(EXTRACTED DATA):
####################

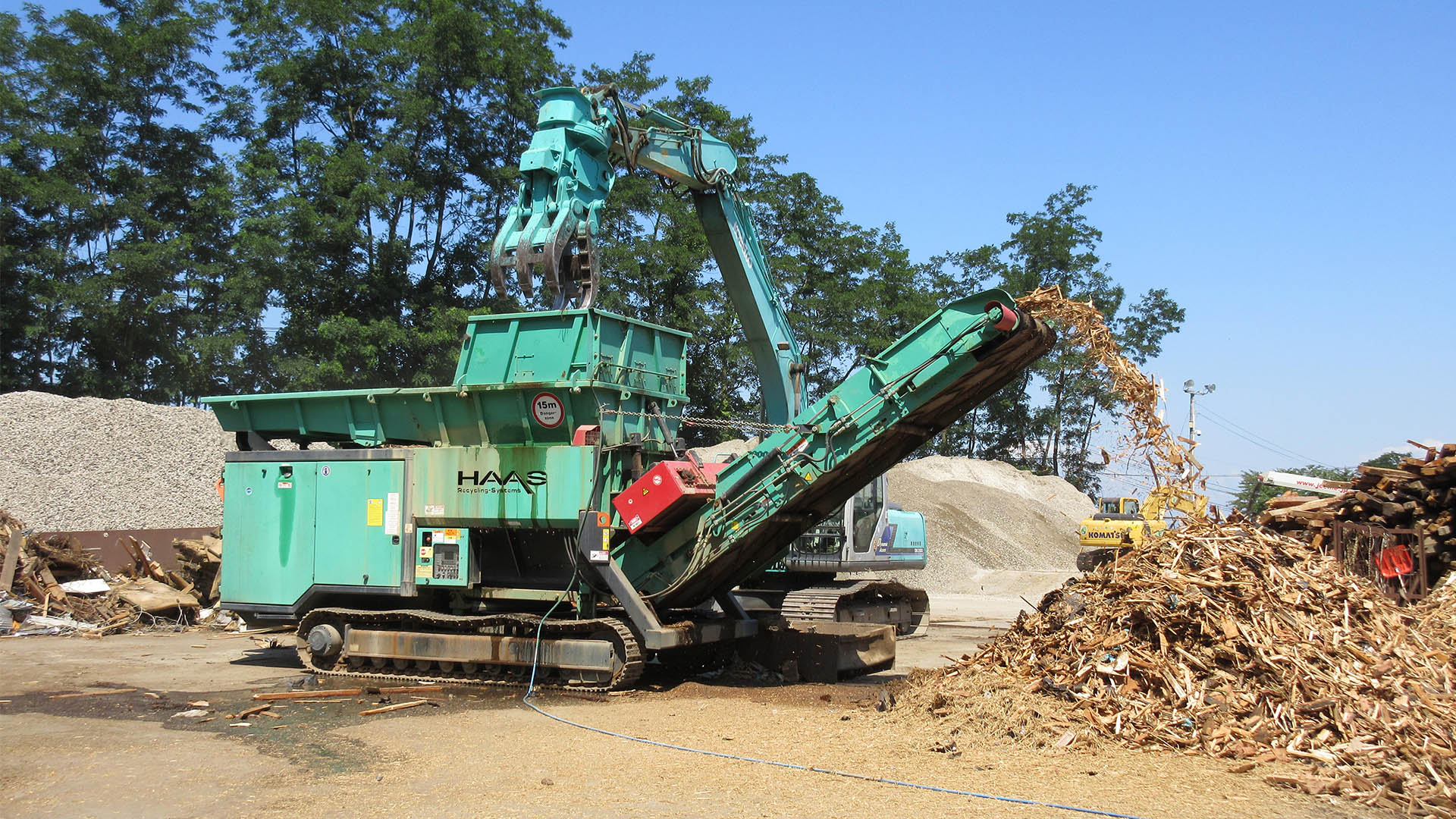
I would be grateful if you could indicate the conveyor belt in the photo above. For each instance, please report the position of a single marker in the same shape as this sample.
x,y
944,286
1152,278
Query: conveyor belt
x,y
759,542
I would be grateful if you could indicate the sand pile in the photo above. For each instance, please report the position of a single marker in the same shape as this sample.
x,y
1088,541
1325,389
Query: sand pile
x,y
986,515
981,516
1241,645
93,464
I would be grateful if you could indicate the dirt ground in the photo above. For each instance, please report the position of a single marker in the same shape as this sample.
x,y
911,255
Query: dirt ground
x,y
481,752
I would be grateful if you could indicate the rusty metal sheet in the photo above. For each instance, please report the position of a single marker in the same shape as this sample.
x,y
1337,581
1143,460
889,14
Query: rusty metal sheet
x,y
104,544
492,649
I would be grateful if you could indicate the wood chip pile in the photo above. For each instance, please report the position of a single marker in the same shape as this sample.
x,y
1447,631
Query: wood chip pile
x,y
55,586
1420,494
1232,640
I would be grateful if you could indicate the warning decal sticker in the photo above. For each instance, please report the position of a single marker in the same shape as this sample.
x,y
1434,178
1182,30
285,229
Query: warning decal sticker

####################

Output the records above exactly as they are, leaving out the pictures.

I would be grateful if you could indicate the conveyor belt in the photo above. For each instance, please report the position of a single marker in the same shape as this sample.
x,y
944,286
1152,278
Query: conveyor belt
x,y
759,542
I would be grateful if you could indicate the sand pile in the photo above. For each instance, please report the position of a single marker in the same shape as this sample.
x,y
1088,541
1325,389
Query: sand pile
x,y
986,515
981,516
1241,645
93,464
I would be grateful if you could indicate the dirt ground in the photo above. For each instance, please report the position of a single marker in the same shape as this sample.
x,y
911,255
Query: dirt ground
x,y
481,752
I would be grateful if you could indicate the rusty metal sheet in the photo above. For each instance, please report the position of a single marker in the same shape as this sample.
x,y
1337,581
1143,460
889,14
Query: rusty metal sheet
x,y
104,544
492,649
I would be grateful if you could indicate the wood chip pile in the photo above. For each instance, please report the position of a single marker in the same shape as this sample.
x,y
1447,631
Query: wood chip pile
x,y
55,586
1420,494
1232,640
I would be grateful if you could indicate the warning decal sticker in the photo above. For each instance, please report the position of a single marker in the same shape as this sample.
x,y
1434,178
1182,30
285,229
Query: warning decal sticker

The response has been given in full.